** START OF Dataset extract **

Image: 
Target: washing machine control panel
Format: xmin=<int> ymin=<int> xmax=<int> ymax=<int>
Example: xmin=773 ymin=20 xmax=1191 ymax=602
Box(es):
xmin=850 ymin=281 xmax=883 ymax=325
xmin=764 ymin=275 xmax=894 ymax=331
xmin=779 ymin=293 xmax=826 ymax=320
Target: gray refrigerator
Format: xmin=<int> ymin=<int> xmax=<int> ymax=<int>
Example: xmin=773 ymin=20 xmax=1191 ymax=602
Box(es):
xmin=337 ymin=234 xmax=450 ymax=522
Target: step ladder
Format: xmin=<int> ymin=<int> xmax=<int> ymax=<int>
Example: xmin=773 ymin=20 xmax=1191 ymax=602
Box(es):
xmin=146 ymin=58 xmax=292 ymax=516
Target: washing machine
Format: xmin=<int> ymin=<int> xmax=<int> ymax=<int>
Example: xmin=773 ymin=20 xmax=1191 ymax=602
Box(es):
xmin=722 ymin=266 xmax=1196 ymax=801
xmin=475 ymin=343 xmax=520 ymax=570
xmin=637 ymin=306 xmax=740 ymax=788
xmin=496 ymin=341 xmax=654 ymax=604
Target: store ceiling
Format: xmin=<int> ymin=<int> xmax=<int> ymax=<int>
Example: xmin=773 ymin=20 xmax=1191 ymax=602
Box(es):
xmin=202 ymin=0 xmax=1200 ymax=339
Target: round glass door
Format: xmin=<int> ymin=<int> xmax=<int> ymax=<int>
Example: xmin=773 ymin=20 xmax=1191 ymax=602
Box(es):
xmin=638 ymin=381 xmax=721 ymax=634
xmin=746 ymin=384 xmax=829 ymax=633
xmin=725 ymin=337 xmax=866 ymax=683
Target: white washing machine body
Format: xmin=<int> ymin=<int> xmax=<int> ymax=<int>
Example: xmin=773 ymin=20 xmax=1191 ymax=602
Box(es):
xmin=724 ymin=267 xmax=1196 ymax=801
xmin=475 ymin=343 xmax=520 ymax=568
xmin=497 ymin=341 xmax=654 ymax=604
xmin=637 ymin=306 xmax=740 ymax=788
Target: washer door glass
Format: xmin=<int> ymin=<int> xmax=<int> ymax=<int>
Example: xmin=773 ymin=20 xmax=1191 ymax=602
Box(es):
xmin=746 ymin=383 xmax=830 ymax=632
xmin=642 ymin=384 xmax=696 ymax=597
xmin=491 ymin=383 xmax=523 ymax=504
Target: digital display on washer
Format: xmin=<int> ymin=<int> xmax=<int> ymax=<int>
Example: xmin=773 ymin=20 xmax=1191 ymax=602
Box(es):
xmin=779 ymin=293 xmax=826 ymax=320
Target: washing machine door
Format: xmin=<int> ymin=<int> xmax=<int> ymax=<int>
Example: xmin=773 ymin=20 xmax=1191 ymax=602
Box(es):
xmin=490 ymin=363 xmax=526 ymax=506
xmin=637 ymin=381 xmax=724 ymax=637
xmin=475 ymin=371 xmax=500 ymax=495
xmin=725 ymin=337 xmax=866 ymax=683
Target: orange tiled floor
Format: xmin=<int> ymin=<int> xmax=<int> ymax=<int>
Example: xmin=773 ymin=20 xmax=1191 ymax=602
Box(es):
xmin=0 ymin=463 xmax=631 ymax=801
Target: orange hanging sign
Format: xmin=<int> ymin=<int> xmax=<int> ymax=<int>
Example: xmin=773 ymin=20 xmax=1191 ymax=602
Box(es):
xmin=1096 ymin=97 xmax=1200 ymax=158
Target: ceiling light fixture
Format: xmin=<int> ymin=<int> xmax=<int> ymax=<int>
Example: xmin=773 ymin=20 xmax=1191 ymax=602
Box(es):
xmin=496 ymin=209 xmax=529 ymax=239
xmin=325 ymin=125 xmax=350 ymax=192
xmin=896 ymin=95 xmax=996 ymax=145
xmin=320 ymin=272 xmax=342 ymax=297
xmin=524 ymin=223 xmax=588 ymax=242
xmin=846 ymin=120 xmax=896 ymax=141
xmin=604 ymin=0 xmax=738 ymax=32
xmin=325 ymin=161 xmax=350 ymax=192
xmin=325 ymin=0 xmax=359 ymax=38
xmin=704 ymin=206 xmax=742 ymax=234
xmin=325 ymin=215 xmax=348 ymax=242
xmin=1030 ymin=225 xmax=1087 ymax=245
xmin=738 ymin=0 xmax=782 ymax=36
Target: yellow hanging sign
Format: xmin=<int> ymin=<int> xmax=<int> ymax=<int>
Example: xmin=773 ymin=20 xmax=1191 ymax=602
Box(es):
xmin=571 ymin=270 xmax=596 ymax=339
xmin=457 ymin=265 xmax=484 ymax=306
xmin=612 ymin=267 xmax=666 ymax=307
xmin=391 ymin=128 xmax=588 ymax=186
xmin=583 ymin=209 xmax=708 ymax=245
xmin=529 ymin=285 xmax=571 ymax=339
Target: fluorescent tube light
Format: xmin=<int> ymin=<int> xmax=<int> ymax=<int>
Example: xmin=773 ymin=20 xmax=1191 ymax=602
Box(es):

** END OF Dataset extract **

## Requirements
Copy the records word for word, from the line containing "Target: ceiling light fixture" through the last line of the records, including both of those lines.

## Solution
Target: ceiling light fixture
Format: xmin=<int> ymin=<int> xmax=<int> ymax=<int>
Example: xmin=773 ymin=20 xmax=1191 ymax=602
Box(es):
xmin=496 ymin=209 xmax=529 ymax=239
xmin=325 ymin=125 xmax=350 ymax=192
xmin=896 ymin=95 xmax=996 ymax=145
xmin=320 ymin=272 xmax=342 ymax=297
xmin=524 ymin=223 xmax=588 ymax=242
xmin=846 ymin=120 xmax=896 ymax=141
xmin=604 ymin=0 xmax=738 ymax=32
xmin=325 ymin=161 xmax=350 ymax=192
xmin=325 ymin=0 xmax=359 ymax=38
xmin=704 ymin=206 xmax=742 ymax=234
xmin=325 ymin=215 xmax=348 ymax=242
xmin=1030 ymin=225 xmax=1087 ymax=245
xmin=738 ymin=0 xmax=782 ymax=36
Target: yellow hanging sign
Format: xmin=<int> ymin=<int> xmax=<int> ymax=<int>
Example: xmin=773 ymin=20 xmax=1191 ymax=602
Box(es):
xmin=571 ymin=270 xmax=596 ymax=339
xmin=457 ymin=265 xmax=484 ymax=306
xmin=612 ymin=267 xmax=666 ymax=307
xmin=391 ymin=128 xmax=588 ymax=186
xmin=583 ymin=209 xmax=708 ymax=245
xmin=529 ymin=285 xmax=571 ymax=339
Target: fluorescent tube light
Format: xmin=<int> ymin=<int> xmax=<int> ymax=<int>
Example: xmin=773 ymin=20 xmax=1191 ymax=602
Box(es):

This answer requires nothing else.